**Problem requirements:**
The required output is every record, written out exactly.

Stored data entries
--------------------------------
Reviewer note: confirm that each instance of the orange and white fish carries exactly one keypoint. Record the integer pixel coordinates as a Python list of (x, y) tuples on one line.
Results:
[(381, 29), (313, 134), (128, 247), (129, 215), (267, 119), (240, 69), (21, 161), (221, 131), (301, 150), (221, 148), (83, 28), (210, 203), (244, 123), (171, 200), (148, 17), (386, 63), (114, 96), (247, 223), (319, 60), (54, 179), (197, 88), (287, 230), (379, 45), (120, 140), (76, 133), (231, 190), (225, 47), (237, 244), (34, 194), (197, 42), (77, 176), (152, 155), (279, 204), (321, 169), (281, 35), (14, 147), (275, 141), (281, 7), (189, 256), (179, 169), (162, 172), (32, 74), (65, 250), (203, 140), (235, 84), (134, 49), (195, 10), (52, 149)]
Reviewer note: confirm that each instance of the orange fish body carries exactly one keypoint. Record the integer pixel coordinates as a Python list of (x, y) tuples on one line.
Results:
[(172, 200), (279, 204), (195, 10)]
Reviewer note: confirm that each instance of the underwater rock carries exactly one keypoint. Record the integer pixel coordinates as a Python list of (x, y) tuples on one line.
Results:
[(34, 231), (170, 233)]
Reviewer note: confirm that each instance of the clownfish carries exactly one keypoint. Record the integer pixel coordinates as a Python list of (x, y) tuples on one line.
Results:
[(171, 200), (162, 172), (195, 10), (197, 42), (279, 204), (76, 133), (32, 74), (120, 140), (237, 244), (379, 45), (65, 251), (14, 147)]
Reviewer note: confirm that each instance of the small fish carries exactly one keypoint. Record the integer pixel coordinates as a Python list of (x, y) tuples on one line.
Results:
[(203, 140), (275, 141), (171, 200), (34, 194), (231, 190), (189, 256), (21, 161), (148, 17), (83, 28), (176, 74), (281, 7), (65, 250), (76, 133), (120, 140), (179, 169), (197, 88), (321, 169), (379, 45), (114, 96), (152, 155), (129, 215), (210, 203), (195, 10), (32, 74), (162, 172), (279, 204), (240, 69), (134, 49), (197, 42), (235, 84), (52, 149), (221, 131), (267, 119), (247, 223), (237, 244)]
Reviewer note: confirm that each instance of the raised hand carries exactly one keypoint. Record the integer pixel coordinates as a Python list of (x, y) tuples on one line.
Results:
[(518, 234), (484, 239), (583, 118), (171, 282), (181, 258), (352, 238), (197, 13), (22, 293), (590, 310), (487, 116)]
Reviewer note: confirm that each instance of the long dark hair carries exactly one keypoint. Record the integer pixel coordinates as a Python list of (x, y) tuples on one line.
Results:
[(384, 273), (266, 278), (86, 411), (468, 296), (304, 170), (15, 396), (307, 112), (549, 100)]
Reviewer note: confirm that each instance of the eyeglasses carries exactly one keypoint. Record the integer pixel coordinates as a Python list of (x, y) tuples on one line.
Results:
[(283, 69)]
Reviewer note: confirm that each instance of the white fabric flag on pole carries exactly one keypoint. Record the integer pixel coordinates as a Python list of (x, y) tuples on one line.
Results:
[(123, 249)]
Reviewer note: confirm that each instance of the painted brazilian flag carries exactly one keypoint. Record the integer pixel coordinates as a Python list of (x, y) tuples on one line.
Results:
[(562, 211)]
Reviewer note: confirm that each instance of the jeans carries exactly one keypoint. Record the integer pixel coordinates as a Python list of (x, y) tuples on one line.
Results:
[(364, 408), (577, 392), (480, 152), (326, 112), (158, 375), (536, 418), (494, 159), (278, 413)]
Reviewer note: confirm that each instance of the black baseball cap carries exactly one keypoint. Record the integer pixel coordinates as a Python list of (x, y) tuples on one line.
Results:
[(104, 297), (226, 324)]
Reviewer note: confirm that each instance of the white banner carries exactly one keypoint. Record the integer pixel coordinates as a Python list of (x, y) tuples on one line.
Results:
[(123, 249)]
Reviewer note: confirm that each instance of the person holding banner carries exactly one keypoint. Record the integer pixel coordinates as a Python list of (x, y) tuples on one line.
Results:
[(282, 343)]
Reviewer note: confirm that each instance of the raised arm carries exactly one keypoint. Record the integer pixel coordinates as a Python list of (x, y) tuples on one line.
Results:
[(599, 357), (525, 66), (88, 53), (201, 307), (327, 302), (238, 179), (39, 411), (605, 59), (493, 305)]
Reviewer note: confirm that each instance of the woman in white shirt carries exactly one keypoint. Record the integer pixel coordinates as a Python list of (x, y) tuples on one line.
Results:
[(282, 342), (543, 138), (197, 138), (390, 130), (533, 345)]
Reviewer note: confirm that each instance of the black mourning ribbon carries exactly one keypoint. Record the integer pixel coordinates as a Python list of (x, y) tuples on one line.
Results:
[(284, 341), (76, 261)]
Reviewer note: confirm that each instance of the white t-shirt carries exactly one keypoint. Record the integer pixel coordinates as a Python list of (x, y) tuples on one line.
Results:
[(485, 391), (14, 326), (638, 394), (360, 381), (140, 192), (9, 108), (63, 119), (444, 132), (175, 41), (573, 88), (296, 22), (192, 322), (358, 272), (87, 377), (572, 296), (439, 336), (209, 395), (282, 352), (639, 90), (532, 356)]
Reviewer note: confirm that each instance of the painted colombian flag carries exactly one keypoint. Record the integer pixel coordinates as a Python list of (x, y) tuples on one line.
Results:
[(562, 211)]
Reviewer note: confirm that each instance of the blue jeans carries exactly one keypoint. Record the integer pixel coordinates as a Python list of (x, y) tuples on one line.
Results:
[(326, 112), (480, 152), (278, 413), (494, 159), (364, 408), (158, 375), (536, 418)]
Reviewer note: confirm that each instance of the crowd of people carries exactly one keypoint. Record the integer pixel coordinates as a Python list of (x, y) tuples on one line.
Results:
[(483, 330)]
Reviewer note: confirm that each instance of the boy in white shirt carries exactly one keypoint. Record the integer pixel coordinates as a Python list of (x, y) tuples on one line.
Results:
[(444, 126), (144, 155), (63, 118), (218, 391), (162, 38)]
--------------------------------
**Answer to this exercise:**
Reviewer note: confirm that each instance of the orange and white fish carries exactly one keypoint. Record the integer pixel coordinates as a Python list of (x, y) tuples on one line.
Results:
[(381, 29), (313, 134), (128, 247), (129, 215), (267, 119), (240, 69), (21, 161), (221, 131), (301, 150), (221, 148), (83, 28), (210, 203), (244, 123), (171, 200), (148, 17), (386, 63), (114, 96), (247, 223), (319, 60), (54, 179), (197, 88), (287, 230), (379, 45), (120, 140), (76, 133), (231, 190), (225, 47), (237, 244), (34, 194), (197, 42), (77, 176), (152, 155), (279, 204), (321, 169), (281, 35), (14, 147), (275, 141), (281, 7), (189, 256), (179, 169), (162, 172), (32, 74), (65, 250), (203, 140), (235, 84), (134, 49), (195, 10), (52, 149)]
Reviewer note: confirm that each instance of the orange fish body carries exactly one keypoint. Record the integer pixel coordinates as a Python list of (x, y) tuples on one line.
Results:
[(172, 200), (279, 204), (195, 10)]
Reviewer note: confirm that each instance of the underwater rock carries exactly one keypoint. Record the integer pixel coordinates as a Python list of (x, y) tuples on one line.
Results:
[(34, 231), (170, 233)]
Reviewer note: confirm that each instance of the clownfish carries exactly one keypoint. Record the integer pixel coordinates as a Python list of (x, y) tuples on one line.
Results:
[(171, 200), (162, 172), (195, 10), (197, 42), (279, 204), (76, 133), (32, 74), (120, 140), (237, 244), (379, 45), (65, 251), (14, 147)]
Reviewer note: confirm that each instance of the small fish carries exactly one keypoint. Record the integer pixel coordinates as a Python list of (x, y) tuples on one line.
Results:
[(203, 140), (275, 141), (171, 200), (34, 194), (231, 190), (189, 256), (21, 161), (148, 17), (83, 28), (176, 74), (281, 7), (65, 250), (76, 133), (120, 140), (179, 169), (197, 88), (321, 169), (379, 45), (114, 96), (152, 155), (129, 215), (210, 203), (195, 10), (32, 74), (162, 172), (279, 204), (240, 69), (134, 49), (197, 42), (235, 84), (52, 149), (221, 131), (267, 119), (247, 223), (237, 244)]
Reviewer note: confirm that each instance of the raised hand carries exactly one keypoint. Record the integer pixel coordinates as a Python list of (x, y) tuples on one line.
Results:
[(518, 234), (484, 239), (583, 118), (171, 282), (181, 258), (352, 238), (197, 13), (22, 293), (590, 310), (487, 116)]
Reviewer note: confirm that each instance of the long dark hair carries exactly one keypoint. Record the integer pixel coordinates as a Python list of (x, y) tuples on one line.
Results:
[(384, 273), (266, 278), (86, 411), (468, 296), (304, 170), (15, 396), (307, 112), (549, 100)]
Reviewer note: confirm that each instance of the eyeglasses carries exactly one keypoint. Record the integer pixel coordinates as a Python list of (x, y) tuples on one line.
Results:
[(283, 69)]
Reviewer note: confirm that each instance of the white fabric flag on pole carries exactly one keypoint. Record the integer pixel coordinates as a Python list of (x, y) tuples on one line.
Results:
[(123, 249)]
Reviewer note: confirm that each instance of the painted brazilian flag carries exactly one keypoint. Record the integer pixel coordinates as a Python list of (x, y) tuples on one line.
Results:
[(562, 211)]
Reviewer note: confirm that each instance of the jeans carries exactly one keypoint. Record the integer pixel coordinates as a Python list of (x, y) tuples on one line.
Results:
[(364, 408), (577, 392), (480, 152), (326, 112), (158, 375), (536, 418), (494, 159), (278, 413)]
Reviewer note: confirm that each instance of the black baseball cap carries exactly one keypoint. Record the integer pixel coordinates as a Python list of (x, y) tuples on one line.
Results:
[(104, 297), (226, 324)]
Reviewer note: confirm that each instance of the white banner carries exactly one keypoint. Record the integer pixel coordinates as a Python list of (x, y) tuples on one line.
Results:
[(123, 249)]
Reviewer note: confirm that each instance of the person holding banner carries exactly one keypoint. Record the integer pixel coordinates as a Python list of (x, y) tuples on one line.
Results:
[(282, 343)]
Reviewer note: confirm that each instance of the raised arm carries exactly one keypoint. Record the integer pixel coordinates as a Python list of (x, y) tuples on one line.
Results:
[(599, 357), (525, 66), (88, 53), (201, 307), (327, 302), (238, 179), (39, 411), (605, 59), (493, 305)]
Reviewer note: confirm that each instance of the woman in white shirt carries exactly one keypoint. Record the integer pixel coordinates as a Python list of (x, y) tuples on one line.
Results:
[(282, 342), (543, 138), (197, 138), (390, 130), (533, 345)]
Reviewer note: confirm that each instance of the black mourning ribbon carries exactly one keypoint. Record the integer pixel coordinates as a Python list of (x, y) tuples on one line.
Results:
[(284, 341), (76, 261)]
Reviewer note: confirm that each instance of the white t-shirt carries exactly one keypoint. Record the integer pixel coordinates as a Python list of (x, y) tuples on one line.
Results:
[(485, 391), (14, 326), (638, 394), (360, 381), (140, 192), (9, 108), (63, 119), (444, 132), (175, 41), (573, 88), (296, 22), (192, 322), (358, 272), (87, 377), (572, 296), (439, 336), (209, 395), (282, 352), (639, 90), (532, 356)]
Reviewer note: confirm that each instance of the painted colombian flag carries exactly one keypoint. Record the integer pixel coordinates as a Python list of (x, y) tuples on one line.
Results:
[(562, 211)]
Reviewer note: confirm that each instance of the blue jeans carries exactly one keypoint. Record the integer pixel coordinates as a Python list of (x, y) tuples on one line.
Results:
[(326, 112), (480, 152), (278, 413), (494, 159), (364, 408), (158, 375), (536, 418)]
Reviewer note: confirm that each instance of the crowd of people carries exactly one keypoint. Record the integer pixel coordinates as a Python list of (x, y) tuples on one line.
Results:
[(483, 330)]
Reviewer note: confirm that each instance of the boy in white shirt carries exactly one keypoint. Record the integer pixel coordinates as a Python list of (x, y) tuples on one line.
Results:
[(444, 126), (144, 155), (63, 118), (218, 391), (162, 38)]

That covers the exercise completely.